Task description: Format every line of the data below as a numbered list, leaving out any blank lines.

Information supplied:
**********
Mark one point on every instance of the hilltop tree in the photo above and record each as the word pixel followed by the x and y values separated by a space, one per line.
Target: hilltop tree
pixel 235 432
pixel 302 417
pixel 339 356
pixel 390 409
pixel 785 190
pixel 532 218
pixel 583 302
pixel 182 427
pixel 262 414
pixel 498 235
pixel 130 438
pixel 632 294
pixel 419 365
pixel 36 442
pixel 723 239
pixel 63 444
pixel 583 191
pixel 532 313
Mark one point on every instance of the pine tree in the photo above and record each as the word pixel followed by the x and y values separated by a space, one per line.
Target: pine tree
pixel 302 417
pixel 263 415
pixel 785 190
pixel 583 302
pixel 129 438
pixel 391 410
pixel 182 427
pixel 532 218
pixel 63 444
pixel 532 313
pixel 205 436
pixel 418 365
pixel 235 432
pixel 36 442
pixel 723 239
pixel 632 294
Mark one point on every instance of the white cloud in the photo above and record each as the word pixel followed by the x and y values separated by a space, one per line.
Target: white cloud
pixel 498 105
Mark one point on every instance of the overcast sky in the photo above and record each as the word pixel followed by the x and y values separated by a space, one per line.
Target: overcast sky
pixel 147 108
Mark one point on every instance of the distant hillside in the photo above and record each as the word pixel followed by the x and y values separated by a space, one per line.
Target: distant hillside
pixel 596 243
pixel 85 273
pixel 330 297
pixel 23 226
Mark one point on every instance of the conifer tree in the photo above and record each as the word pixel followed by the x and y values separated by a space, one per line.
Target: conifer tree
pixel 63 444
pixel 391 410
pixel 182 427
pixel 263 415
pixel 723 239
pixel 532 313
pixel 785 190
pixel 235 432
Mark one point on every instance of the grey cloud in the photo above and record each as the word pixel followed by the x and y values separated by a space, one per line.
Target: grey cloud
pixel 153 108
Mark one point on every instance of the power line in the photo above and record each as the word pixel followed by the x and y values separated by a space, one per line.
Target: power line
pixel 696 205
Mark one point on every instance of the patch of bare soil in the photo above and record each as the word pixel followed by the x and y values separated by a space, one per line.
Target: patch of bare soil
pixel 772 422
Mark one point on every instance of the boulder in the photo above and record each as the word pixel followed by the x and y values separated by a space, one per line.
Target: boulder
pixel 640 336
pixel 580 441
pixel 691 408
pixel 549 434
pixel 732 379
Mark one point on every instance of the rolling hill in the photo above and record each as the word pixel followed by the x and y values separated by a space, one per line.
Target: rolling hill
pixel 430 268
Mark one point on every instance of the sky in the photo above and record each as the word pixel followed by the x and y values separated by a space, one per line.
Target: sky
**********
Result:
1. Mark one point on every instance of the hilltop tree in the photo above and record each as the word pixel followed by the x and y values separated by a space, one per line.
2. Target: hilltop tree
3. pixel 235 432
4. pixel 302 417
5. pixel 339 356
6. pixel 390 409
7. pixel 785 190
8. pixel 532 218
9. pixel 583 302
10. pixel 182 427
11. pixel 262 414
12. pixel 498 235
13. pixel 130 438
14. pixel 632 294
15. pixel 419 365
16. pixel 36 442
17. pixel 723 239
18. pixel 63 444
19. pixel 583 191
20. pixel 532 313
21. Mark one point on every instance of the pine tree in the photo above and record each as the word pixel followed by the x and y values separated by a space, one per line.
22. Target: pine tree
23. pixel 302 417
24. pixel 263 415
25. pixel 785 190
26. pixel 583 302
27. pixel 129 438
28. pixel 391 410
29. pixel 182 427
30. pixel 532 218
31. pixel 63 444
32. pixel 532 313
33. pixel 205 436
34. pixel 418 365
35. pixel 235 432
36. pixel 36 442
37. pixel 723 239
38. pixel 632 294
39. Mark one point on every instance of the white cloud in the photo above and record each as the word pixel followed by the x and y values separated by a space, one per line.
40. Target: white cloud
41. pixel 498 105
42. Mark one point on every instance of the overcast sky in the photo above and record each as the word pixel followed by the x and y values separated by a space, one per line.
43. Target: overcast sky
44. pixel 147 108
45. Mark one point on every instance of the distant hillside in the photo above and record each as the word pixel followed by the x and y values separated by a space, one per line.
46. Target: distant hillside
47. pixel 596 243
48. pixel 85 273
49. pixel 330 297
50. pixel 23 226
51. Mark one point on every instance of the conifer tree in the photo above and record each as the word pixel followed by the x and y values separated by a space, one per line.
52. Target: conifer tree
53. pixel 63 444
54. pixel 391 410
55. pixel 182 427
56. pixel 263 415
57. pixel 723 239
58. pixel 532 313
59. pixel 785 190
60. pixel 235 432
61. Mark one point on every instance of the grey cloud in the photo above and record each as the word pixel followed by the x and y values separated by a space, one per line.
62. Target: grey cloud
63. pixel 153 108
64. Mark one point on every instance of the power line in the photo above and record each as the word pixel followed by the x and y values separated by a space, one per line.
65. Target: power line
66. pixel 696 205
67. Mark one point on every instance of the patch of bare soil in the photo above and record each as the word pixel followed by the x and y values separated by a space, one per line.
68. Target: patch of bare soil
69. pixel 772 422
70. Mark one point on every instance of the boulder in the photo above and record each as the word pixel followed by the x and y values separated by a space, one per line.
71. Target: boulder
72. pixel 640 336
73. pixel 580 441
74. pixel 691 408
75. pixel 549 434
76. pixel 732 379
77. Mark one point on every instance of the rolling hill in the photo above and record each as the word pixel followed by the x and y values separated by a space, one per line.
78. Target: rolling hill
79. pixel 430 268
80. Mark one point on every instance of the sky in the photo above and record each as the word pixel followed by the x and y values separated by a space, one per line.
81. Target: sky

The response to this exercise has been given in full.